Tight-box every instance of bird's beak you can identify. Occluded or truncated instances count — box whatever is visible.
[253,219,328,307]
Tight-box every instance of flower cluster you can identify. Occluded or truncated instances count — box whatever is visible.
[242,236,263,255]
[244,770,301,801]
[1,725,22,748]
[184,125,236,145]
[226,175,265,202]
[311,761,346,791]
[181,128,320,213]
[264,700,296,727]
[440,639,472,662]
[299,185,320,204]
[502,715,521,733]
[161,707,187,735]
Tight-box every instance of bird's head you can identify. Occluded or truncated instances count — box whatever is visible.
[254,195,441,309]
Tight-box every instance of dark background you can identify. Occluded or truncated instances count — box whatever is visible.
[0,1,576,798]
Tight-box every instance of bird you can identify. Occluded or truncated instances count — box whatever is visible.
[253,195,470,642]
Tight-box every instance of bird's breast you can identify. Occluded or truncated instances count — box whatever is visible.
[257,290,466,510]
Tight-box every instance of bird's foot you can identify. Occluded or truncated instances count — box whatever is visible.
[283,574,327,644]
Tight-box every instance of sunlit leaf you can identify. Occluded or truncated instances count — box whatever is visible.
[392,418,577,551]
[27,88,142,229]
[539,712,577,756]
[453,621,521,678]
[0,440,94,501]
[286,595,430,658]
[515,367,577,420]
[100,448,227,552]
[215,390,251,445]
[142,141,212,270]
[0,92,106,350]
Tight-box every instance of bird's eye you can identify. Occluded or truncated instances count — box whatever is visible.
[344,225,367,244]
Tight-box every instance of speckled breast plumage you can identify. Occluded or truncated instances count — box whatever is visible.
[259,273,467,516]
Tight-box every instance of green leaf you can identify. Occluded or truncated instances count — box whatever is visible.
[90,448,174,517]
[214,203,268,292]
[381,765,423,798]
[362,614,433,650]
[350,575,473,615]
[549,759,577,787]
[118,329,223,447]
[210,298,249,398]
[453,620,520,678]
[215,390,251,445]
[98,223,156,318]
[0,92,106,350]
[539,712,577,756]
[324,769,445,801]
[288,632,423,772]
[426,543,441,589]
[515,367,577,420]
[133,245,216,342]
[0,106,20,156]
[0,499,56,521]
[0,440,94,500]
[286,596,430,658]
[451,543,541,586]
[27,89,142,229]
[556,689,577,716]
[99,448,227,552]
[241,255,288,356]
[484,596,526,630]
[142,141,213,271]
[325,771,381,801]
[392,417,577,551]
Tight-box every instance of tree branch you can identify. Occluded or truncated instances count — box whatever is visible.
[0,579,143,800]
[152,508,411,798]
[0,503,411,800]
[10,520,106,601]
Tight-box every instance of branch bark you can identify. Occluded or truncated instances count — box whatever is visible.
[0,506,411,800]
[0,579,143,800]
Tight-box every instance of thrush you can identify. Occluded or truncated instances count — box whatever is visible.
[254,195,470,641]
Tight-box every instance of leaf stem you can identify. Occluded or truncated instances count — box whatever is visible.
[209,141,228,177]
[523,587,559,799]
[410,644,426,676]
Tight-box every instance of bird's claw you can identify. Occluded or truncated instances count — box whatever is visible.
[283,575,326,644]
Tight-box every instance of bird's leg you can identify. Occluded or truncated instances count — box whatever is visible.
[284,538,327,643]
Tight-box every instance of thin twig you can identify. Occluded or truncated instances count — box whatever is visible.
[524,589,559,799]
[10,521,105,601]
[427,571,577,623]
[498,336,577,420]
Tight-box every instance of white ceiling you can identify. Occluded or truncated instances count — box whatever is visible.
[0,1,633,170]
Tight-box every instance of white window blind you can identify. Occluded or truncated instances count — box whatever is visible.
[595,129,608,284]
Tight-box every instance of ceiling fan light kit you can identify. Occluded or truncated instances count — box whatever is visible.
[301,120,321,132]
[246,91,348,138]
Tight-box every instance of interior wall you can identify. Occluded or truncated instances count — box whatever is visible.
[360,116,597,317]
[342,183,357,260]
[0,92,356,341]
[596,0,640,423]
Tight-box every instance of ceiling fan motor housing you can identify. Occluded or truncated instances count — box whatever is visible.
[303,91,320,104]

-.-.-

Restate the final lines of the listing above word for word, beginning at the line that contains "Tight-box every instance of bird's leg".

Tight-box every instance of bird's leg you can identify. Occluded or truncated instances count — box whatever is visible.
[284,538,327,643]
Tight-box every instance of thin twig you can identify. Occluded or truncated instances count — box whatever is visible.
[524,589,559,799]
[10,521,105,601]
[427,571,577,623]
[498,336,577,420]
Tight-box every instance of white ceiling you can identify. Occluded or truncated instances count — box whatever is visible.
[0,1,633,170]
Tight-box every instance of white window blind you can identify. Occluded or truncated instances count — box whatever is visible.
[595,129,608,284]
Tight-box every instance of ceiling fan light kit you can identify. Occluded or truncated instances count — box whatever is visible.
[301,120,321,132]
[246,91,348,138]
Tight-box every instance of interior wall you can identify. Occluded or truncated instances count — box whatever is visible.
[360,116,597,317]
[342,183,357,260]
[0,92,356,341]
[596,0,640,423]
Tight-box every instance of ceiling fan motor housing you can identify. Occluded or truncated instances count — box whatever is visible.
[303,91,320,104]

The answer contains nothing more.